Exercise prompt:
Check every line below, and copy those that include "hand".

Information:
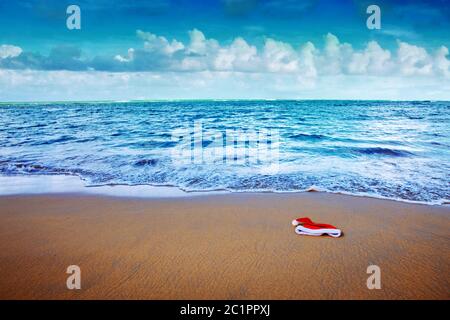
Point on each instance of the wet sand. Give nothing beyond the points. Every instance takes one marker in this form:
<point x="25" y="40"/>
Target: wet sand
<point x="233" y="246"/>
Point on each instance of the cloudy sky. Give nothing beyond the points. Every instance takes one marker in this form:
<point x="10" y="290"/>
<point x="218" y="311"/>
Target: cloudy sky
<point x="224" y="49"/>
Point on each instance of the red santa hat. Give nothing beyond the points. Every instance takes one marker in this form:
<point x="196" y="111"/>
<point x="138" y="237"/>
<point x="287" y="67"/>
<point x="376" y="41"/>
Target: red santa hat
<point x="307" y="227"/>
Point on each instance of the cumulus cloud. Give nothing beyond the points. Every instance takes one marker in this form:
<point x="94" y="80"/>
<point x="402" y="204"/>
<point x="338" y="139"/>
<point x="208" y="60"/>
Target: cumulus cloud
<point x="9" y="51"/>
<point x="198" y="54"/>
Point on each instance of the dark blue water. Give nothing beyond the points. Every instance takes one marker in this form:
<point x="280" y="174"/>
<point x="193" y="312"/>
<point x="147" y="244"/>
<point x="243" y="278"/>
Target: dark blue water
<point x="398" y="150"/>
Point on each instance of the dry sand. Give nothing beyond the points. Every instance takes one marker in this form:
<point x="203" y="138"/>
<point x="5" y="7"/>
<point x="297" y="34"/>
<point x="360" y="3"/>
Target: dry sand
<point x="236" y="246"/>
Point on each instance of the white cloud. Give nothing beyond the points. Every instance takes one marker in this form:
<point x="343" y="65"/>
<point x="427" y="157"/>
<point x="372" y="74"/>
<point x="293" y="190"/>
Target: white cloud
<point x="9" y="51"/>
<point x="413" y="60"/>
<point x="205" y="68"/>
<point x="160" y="44"/>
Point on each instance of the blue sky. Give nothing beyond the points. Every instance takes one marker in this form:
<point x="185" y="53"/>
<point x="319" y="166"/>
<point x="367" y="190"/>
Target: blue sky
<point x="177" y="49"/>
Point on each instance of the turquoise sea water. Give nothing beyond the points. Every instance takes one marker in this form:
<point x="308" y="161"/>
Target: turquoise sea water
<point x="398" y="150"/>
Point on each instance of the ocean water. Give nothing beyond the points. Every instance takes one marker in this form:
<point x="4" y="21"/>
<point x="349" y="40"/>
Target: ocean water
<point x="398" y="150"/>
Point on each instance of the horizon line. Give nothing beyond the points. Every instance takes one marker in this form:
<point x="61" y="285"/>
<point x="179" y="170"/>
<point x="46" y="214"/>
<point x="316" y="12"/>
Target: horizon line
<point x="212" y="99"/>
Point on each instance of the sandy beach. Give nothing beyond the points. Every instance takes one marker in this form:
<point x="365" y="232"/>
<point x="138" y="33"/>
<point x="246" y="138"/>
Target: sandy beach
<point x="234" y="246"/>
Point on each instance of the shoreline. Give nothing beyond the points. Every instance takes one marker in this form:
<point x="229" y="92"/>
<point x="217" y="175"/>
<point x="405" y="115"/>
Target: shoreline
<point x="24" y="185"/>
<point x="228" y="246"/>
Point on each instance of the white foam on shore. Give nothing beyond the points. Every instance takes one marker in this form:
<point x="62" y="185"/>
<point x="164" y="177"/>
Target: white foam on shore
<point x="59" y="184"/>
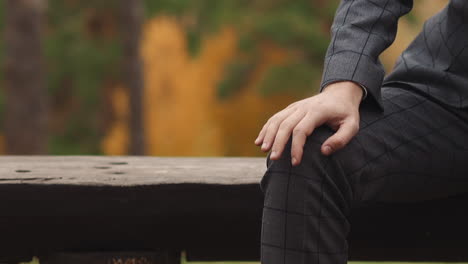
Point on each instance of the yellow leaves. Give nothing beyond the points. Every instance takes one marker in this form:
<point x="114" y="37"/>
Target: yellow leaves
<point x="182" y="114"/>
<point x="116" y="141"/>
<point x="2" y="144"/>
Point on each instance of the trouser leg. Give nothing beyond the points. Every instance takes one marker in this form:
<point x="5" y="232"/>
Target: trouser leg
<point x="414" y="150"/>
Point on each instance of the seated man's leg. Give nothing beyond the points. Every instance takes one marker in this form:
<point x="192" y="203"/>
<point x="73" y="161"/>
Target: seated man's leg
<point x="415" y="150"/>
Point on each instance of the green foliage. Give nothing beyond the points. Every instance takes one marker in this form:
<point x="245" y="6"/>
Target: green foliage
<point x="296" y="26"/>
<point x="295" y="77"/>
<point x="79" y="62"/>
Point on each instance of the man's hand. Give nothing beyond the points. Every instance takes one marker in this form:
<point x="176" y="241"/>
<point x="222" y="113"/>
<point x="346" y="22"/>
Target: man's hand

Answer to this problem:
Point on each instance of the man's hand. Give nothing beyond the points. Every instance takes one marker in this form:
Target: man's hand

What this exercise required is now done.